--- BEGIN SUPPLIED ENTRIES ---

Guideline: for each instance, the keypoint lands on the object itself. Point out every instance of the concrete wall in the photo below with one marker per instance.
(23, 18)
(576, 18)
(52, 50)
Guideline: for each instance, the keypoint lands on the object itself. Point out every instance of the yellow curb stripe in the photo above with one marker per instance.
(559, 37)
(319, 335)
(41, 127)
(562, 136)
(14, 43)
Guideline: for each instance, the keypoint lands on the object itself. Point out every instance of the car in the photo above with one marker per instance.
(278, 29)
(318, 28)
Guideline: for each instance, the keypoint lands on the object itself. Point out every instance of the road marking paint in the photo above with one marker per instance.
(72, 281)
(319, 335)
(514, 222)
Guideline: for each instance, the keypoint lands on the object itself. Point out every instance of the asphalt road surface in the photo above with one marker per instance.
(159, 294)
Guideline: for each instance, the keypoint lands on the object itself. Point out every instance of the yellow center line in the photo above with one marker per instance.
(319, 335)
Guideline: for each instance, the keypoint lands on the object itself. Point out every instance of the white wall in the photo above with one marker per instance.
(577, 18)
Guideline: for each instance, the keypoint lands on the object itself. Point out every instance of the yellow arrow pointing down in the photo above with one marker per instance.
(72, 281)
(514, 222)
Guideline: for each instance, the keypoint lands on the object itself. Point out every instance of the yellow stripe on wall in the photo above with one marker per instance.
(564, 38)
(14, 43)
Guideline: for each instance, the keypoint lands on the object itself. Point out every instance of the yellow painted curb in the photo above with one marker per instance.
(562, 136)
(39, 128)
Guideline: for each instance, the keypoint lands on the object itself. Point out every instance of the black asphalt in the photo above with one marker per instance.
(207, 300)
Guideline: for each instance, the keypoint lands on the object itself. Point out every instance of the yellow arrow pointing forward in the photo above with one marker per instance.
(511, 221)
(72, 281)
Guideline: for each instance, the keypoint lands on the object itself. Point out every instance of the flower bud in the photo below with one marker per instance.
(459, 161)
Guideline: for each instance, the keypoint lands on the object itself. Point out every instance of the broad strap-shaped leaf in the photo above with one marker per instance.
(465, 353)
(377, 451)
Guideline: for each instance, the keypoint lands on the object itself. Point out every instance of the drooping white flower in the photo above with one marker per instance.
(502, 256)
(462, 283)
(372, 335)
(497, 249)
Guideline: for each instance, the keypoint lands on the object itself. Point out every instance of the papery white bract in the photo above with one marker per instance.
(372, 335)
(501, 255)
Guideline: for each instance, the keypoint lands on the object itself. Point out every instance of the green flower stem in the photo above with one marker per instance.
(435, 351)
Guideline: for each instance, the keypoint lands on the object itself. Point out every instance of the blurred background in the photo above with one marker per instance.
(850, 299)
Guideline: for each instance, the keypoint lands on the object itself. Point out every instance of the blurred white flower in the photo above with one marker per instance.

--- END SUPPLIED ENTRIES ---
--- BEGIN SUPPLIED ENTRIES ---

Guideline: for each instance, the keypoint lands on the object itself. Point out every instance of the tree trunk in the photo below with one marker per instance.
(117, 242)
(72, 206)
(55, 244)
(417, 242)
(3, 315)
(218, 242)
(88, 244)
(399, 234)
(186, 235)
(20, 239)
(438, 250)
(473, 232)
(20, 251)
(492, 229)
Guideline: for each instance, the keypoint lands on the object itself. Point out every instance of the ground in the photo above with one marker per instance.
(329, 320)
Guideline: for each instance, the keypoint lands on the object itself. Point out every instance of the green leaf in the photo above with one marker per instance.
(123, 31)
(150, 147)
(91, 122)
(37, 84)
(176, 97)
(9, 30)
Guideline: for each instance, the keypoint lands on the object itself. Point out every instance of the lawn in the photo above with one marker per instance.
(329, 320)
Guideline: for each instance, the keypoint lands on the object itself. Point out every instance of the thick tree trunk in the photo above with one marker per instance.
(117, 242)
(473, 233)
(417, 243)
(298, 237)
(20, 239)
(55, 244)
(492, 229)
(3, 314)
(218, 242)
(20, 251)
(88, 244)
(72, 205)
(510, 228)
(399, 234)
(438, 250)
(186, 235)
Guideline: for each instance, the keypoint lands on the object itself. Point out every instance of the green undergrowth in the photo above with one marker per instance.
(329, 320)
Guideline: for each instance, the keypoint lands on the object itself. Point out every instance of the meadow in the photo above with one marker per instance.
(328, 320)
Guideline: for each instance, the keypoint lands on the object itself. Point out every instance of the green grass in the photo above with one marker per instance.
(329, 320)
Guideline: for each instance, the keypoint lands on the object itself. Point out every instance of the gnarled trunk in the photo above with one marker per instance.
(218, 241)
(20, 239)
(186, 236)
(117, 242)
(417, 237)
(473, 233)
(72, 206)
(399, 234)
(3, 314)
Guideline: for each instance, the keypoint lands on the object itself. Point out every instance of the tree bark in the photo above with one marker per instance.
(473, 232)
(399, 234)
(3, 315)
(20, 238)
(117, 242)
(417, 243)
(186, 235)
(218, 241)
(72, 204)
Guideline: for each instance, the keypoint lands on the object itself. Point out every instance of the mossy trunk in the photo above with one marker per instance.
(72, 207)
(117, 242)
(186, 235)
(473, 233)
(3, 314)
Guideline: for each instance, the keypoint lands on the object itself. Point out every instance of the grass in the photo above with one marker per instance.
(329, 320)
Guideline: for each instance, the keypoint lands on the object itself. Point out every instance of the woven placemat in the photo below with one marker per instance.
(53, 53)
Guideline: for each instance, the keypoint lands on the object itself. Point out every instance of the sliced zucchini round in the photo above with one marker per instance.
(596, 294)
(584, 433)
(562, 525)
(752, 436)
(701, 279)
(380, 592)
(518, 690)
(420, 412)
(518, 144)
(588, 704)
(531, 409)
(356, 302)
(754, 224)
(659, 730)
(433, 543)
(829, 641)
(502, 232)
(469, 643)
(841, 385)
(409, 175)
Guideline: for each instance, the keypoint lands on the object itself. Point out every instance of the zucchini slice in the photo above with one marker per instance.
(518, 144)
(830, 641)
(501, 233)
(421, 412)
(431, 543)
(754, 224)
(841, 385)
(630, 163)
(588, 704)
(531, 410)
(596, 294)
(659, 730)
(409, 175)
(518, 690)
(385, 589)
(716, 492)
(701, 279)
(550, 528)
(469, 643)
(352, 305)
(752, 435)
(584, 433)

--- END SUPPLIED ENTRIES ---

SHORT TASK: List every line of the records above that contains the string "leaf", with case counting.

SOLUTION TO THIS EXERCISE:
Guideline: for each instance, the keypoint lands on the object itself. Point out every instance of the broad strap-shaped leaf in the photo above with one marker per instance.
Guideline: for each instance, the keypoint lands on the object itself. Point out every instance of the green leaf in the photo above with one marker per instance.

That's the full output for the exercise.